(Beginning of DOCUMENT TEXT)

The Killing of a Sacred Deer begins with a close-up of a beating human heart, exposed to delicate probing from a surgeon’s scalpel. I involuntarily flinched, but still couldn’t avert my eyes: it’s an image of stark provocation yet savagely compelling.
Yorgos Lanthimos’ film is an unsettling ride, a nightmarish portrait of some of the worst fears that can face a family played out as a suburban horror movie. It’s also darkly funny, impeccably acted, keenly moving and directed with assurance, precision and daring authority. You might want to look away from the terrible consequences of Lanthimos and co-screenwriter Efthymis Filippou’s scenario, but the film transfixes you like few others this year.
The scalpel belongs to Dr Steven Murphy, an Irish heart surgeon based in a Cincinnati hospital and played by Colin Farrell (even better here than he was in Lanthimos’ last film, the absurdist comedy The Lobster). Outwardly Steven is doing well: happily married to Anna (Nicole Kidman, on terrific form), with a teenage daughter Kim (Raffey Cassidy) and younger child Bob (Sunny Suljic), all living comfortably in a big detached house in one of the city’s more affluent neighbourhoods.
Who is Martin, and what is his relationship to Steven? Is there a sexual aspect? Is blackmail involved?
But there are hints of trouble from the start. From the looming wide-angle shots that capture the action to the deadpan, slightly askew dialogue (a brilliantly droll exchange about wristwatches is one of the film’s running concerns), there’s an insinuating anxiety, a vague sense of threat underpinning The Killing of a Sacred Deer.

(End of DOCUMENT TEXT)
(Beginning of RAW DATA)

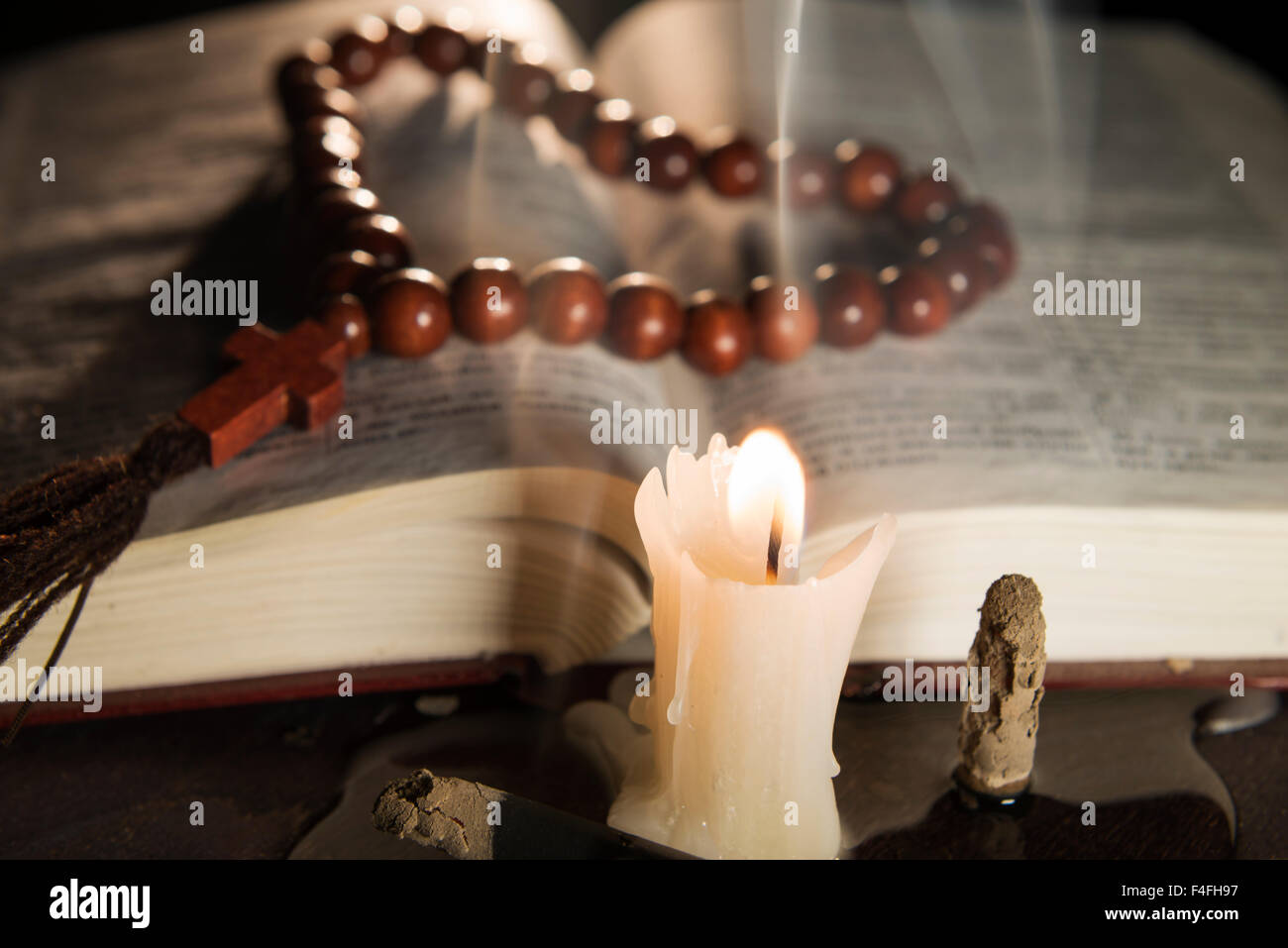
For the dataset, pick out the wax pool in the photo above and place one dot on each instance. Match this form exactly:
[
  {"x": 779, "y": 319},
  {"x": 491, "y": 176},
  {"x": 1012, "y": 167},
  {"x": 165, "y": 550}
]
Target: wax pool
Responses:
[{"x": 738, "y": 759}]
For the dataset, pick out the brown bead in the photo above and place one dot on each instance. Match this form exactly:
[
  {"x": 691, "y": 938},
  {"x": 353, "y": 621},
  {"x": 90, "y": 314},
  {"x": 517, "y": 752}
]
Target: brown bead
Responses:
[
  {"x": 334, "y": 209},
  {"x": 410, "y": 314},
  {"x": 381, "y": 236},
  {"x": 360, "y": 53},
  {"x": 488, "y": 301},
  {"x": 572, "y": 103},
  {"x": 310, "y": 187},
  {"x": 925, "y": 201},
  {"x": 320, "y": 101},
  {"x": 314, "y": 154},
  {"x": 568, "y": 301},
  {"x": 442, "y": 50},
  {"x": 918, "y": 301},
  {"x": 868, "y": 179},
  {"x": 526, "y": 88},
  {"x": 403, "y": 27},
  {"x": 346, "y": 272},
  {"x": 810, "y": 178},
  {"x": 717, "y": 337},
  {"x": 323, "y": 125},
  {"x": 609, "y": 140},
  {"x": 301, "y": 75},
  {"x": 784, "y": 320},
  {"x": 964, "y": 273},
  {"x": 297, "y": 67},
  {"x": 851, "y": 307},
  {"x": 671, "y": 156},
  {"x": 346, "y": 316},
  {"x": 485, "y": 60},
  {"x": 990, "y": 235},
  {"x": 734, "y": 168},
  {"x": 644, "y": 321}
]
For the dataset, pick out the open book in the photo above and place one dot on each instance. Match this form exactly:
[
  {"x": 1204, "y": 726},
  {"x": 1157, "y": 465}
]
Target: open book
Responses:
[{"x": 472, "y": 514}]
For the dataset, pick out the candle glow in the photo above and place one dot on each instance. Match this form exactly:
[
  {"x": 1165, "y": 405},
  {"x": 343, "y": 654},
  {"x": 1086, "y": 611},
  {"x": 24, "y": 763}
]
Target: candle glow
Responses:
[{"x": 742, "y": 699}]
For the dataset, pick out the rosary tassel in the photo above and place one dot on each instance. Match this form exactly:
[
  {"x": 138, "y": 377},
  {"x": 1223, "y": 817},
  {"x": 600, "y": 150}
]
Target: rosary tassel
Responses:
[{"x": 59, "y": 532}]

(End of RAW DATA)

Do these statements agree with the film review? Answer yes or no for each, quoting the words of the review that decide it. (a) The film opens with a close-up of a beating human heart. (b) Steven Murphy works as a surgeon at a hospital in Boston. (c) The reviewer finds Colin Farrell weaker here than in The Lobster. The records have nothing to do with the film review.

(a) Yes: "begins with a close-up of a beating human heart"
(b) No: "an Irish heart surgeon based in a Cincinnati hospital"
(c) No: "even better here than he was in Lanthimos’ last film"